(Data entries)
···

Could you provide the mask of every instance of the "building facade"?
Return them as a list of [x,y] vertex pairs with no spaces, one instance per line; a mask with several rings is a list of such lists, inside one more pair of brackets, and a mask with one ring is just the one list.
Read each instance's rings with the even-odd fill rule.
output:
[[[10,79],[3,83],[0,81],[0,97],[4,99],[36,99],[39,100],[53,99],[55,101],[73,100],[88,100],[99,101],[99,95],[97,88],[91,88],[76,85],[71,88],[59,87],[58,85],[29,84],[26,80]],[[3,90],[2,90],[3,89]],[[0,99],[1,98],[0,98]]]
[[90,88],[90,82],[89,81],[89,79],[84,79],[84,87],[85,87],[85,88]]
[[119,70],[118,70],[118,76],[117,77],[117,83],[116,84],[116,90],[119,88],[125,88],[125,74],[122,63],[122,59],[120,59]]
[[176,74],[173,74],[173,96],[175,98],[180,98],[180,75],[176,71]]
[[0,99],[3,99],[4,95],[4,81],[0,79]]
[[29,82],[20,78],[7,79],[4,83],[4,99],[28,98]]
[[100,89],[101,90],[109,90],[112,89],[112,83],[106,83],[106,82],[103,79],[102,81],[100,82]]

···

• WORK TO COMPLETE: Extract every line of the material above and reproduce each one character for character.

• ANSWER BELOW:
Could you provide the mask of every instance of the "building facade"?
Return them as a list of [x,y] vertex pairs with no spaces, one instance per line; a mask with several rings is a list of such lists, inside one more pair of brackets, and a mask with one ring is just the one list.
Read each instance's rings with the even-odd fill rule.
output:
[[[10,79],[3,83],[0,81],[0,97],[4,99],[36,99],[39,100],[53,99],[55,101],[73,100],[88,100],[99,101],[99,95],[97,88],[91,88],[76,85],[71,88],[59,87],[58,85],[29,84],[26,80]],[[3,90],[2,90],[3,89]],[[0,99],[1,98],[0,98]]]
[[90,88],[90,82],[89,81],[89,79],[84,79],[84,87],[85,87],[85,88]]
[[119,70],[118,70],[118,76],[117,77],[117,83],[116,84],[116,90],[119,88],[125,88],[125,74],[122,63],[122,59],[120,59]]
[[176,74],[173,74],[173,96],[175,98],[180,98],[180,75],[176,71]]
[[0,99],[3,99],[4,95],[4,81],[0,79]]
[[29,82],[20,78],[7,79],[4,83],[4,99],[28,98]]
[[100,89],[101,90],[109,90],[112,89],[112,83],[106,83],[106,82],[103,79],[102,81],[100,82]]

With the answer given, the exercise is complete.